#### [What needs to be done]
Restate exactly, please, each line of the listing from the one with "For the dataset, pick out the bush" to the last, including both.
===============
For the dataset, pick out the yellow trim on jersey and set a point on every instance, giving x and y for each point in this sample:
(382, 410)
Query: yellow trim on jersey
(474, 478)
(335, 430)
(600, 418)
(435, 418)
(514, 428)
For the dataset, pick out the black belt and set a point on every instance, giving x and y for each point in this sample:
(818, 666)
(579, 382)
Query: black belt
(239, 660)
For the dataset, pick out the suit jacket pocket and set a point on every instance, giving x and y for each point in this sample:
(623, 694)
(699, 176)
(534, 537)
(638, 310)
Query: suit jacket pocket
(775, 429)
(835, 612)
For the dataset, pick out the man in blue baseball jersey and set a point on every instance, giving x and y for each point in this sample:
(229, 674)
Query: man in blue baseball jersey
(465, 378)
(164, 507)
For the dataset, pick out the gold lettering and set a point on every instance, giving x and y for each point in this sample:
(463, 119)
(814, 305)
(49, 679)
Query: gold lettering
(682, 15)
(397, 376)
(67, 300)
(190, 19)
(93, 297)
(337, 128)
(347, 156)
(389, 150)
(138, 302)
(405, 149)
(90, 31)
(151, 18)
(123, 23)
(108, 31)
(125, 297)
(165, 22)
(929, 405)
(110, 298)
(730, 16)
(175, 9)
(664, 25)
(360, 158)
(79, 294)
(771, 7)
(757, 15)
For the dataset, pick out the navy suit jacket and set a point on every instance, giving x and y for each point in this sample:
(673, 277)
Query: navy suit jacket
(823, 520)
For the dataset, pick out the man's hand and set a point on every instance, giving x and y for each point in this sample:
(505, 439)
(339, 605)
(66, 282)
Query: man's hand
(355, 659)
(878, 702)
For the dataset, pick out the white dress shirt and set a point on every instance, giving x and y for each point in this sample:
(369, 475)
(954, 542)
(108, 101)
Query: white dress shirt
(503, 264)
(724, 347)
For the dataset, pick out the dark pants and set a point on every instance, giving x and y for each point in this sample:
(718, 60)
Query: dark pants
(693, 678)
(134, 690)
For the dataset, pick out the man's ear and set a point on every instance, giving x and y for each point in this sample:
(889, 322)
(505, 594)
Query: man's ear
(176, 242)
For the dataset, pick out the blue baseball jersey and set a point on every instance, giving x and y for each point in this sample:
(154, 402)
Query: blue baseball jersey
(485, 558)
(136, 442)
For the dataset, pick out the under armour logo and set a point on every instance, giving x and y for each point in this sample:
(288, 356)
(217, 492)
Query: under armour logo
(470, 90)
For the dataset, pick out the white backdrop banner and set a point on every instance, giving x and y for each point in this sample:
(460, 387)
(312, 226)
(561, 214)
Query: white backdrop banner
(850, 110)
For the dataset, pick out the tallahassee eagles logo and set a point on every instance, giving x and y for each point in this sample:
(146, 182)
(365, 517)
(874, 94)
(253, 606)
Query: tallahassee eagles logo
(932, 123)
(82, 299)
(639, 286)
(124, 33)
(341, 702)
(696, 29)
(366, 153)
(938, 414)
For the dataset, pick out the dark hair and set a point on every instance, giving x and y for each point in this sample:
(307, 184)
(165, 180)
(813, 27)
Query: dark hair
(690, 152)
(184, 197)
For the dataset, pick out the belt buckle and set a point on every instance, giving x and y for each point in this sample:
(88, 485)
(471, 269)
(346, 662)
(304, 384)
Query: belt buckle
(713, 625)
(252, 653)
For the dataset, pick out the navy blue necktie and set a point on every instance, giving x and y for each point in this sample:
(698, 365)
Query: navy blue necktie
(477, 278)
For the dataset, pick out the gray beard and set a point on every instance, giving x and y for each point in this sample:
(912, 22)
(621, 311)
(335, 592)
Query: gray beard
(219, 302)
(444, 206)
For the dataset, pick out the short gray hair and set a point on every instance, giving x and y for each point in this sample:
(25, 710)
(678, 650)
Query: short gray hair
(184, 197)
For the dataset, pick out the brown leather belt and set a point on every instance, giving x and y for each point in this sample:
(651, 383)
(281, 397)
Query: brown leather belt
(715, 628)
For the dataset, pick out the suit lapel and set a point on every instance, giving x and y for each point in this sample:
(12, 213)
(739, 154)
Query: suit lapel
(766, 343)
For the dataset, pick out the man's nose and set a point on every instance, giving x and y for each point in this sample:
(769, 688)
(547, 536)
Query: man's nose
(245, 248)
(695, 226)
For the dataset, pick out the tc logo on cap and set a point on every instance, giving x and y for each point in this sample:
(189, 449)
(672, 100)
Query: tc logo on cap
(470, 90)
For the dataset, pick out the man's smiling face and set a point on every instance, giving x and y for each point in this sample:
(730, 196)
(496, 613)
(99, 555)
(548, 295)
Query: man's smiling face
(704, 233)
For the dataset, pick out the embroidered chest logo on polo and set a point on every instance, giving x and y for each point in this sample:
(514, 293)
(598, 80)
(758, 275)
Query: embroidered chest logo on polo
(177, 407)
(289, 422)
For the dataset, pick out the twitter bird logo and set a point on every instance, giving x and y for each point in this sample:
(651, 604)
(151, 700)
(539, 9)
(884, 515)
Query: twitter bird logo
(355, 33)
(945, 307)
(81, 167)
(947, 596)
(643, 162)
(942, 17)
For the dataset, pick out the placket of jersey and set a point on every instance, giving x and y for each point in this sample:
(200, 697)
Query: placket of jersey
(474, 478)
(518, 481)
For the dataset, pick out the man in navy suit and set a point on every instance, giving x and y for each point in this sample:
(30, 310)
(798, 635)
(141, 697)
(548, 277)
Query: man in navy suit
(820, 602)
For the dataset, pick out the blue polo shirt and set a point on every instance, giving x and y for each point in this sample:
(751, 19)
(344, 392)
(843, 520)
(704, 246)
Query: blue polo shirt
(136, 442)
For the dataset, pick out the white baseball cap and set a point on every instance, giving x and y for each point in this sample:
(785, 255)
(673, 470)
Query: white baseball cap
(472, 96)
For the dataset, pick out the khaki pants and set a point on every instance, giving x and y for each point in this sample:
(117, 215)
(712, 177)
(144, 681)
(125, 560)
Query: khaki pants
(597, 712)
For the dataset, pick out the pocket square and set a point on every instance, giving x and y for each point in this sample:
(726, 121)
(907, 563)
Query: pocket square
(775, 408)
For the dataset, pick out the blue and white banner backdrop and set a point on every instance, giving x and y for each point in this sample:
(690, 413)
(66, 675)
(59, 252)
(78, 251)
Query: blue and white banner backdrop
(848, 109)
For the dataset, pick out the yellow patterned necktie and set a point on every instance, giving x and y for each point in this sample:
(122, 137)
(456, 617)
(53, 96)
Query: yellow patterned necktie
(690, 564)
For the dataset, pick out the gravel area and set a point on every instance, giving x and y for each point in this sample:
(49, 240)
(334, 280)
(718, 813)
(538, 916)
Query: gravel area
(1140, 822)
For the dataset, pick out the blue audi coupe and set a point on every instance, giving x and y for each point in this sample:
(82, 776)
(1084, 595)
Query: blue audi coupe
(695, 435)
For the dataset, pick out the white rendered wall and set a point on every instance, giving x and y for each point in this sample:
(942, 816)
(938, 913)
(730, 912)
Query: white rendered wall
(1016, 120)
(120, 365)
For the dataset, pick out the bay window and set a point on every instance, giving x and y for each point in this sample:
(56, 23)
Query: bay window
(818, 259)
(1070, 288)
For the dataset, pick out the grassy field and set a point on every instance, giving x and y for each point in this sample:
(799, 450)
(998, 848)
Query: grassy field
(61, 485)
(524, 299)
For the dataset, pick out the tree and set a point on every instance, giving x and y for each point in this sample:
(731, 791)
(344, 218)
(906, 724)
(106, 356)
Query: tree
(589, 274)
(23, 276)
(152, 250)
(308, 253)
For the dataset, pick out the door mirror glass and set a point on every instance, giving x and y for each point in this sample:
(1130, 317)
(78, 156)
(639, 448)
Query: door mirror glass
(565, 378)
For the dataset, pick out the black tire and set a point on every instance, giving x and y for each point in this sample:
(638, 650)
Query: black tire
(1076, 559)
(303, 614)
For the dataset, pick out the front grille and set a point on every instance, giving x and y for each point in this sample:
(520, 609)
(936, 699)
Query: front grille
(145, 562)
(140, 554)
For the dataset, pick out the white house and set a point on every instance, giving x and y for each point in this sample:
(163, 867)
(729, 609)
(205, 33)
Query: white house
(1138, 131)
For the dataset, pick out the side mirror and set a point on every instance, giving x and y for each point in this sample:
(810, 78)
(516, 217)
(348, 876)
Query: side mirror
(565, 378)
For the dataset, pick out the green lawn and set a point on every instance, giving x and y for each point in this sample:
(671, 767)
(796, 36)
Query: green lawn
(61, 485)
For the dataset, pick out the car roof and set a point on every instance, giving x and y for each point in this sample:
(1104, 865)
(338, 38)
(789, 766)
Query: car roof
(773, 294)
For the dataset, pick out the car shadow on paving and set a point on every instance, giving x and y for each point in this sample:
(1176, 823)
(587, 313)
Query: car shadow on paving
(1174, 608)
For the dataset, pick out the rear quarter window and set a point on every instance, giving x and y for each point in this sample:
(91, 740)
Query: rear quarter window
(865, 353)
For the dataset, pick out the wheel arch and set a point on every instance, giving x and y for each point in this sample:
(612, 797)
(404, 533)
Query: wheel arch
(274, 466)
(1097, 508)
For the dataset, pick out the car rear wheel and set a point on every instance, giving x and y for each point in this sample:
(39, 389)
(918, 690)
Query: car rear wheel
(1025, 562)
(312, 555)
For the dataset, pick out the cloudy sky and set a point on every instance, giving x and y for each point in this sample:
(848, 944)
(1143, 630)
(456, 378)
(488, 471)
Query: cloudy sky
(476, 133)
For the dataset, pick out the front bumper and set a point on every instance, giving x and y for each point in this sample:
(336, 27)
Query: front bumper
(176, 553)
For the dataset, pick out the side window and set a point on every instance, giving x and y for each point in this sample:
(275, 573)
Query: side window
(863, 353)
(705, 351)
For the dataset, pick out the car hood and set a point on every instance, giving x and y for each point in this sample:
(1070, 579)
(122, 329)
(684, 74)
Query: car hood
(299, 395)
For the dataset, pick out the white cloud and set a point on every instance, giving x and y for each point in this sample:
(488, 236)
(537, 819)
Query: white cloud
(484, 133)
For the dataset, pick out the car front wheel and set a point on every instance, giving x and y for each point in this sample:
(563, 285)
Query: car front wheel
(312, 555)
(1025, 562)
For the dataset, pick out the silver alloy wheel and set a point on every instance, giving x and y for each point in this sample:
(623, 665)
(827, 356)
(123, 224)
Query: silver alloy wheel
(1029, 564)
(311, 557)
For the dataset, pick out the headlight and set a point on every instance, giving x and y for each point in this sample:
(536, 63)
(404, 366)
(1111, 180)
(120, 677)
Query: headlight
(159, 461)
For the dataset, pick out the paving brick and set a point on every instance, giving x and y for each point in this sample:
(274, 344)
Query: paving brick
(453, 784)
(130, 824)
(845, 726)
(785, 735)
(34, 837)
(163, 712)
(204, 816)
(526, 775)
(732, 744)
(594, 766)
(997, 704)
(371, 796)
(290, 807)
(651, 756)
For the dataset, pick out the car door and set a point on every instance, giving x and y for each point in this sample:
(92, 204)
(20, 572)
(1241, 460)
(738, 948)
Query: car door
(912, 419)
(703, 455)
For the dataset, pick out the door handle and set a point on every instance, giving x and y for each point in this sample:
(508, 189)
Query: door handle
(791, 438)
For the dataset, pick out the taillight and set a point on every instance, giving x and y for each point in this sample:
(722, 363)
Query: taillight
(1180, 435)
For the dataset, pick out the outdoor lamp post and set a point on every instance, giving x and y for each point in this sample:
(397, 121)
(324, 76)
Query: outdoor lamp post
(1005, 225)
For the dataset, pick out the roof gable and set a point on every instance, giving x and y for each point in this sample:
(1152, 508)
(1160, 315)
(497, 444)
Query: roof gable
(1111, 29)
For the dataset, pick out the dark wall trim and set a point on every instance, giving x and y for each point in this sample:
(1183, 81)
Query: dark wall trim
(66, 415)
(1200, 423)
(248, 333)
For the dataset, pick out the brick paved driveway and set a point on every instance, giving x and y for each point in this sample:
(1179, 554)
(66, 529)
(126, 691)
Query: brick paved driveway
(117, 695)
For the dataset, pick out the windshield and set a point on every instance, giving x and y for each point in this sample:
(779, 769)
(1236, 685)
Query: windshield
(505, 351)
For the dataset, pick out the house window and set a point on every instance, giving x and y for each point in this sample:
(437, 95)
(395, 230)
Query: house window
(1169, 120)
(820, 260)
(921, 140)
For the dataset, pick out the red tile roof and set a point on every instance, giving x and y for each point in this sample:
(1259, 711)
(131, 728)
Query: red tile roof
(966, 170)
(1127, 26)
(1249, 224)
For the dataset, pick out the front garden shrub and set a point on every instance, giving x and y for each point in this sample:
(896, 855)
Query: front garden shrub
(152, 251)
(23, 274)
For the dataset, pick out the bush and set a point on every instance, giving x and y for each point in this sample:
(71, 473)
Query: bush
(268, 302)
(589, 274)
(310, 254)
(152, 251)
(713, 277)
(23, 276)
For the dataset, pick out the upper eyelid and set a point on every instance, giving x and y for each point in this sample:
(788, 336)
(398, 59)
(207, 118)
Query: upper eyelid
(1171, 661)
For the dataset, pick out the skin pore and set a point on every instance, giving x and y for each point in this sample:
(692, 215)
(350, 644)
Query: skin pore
===============
#### [Expected answer]
For the dataset, pick out the bush and set a point on every instance, giving x and y for each point in this sample:
(71, 473)
Query: bush
(268, 302)
(589, 274)
(310, 254)
(152, 251)
(713, 277)
(23, 276)
For the dataset, pick out the upper eyelid and set a point on every instance, giving x and y for each point in this sample:
(788, 336)
(398, 59)
(207, 118)
Query: upper eyelid
(1171, 661)
For the dataset, pick out the skin pore and set a point on every instance, giving x and y for each point in this sample:
(692, 215)
(350, 644)
Query: skin pore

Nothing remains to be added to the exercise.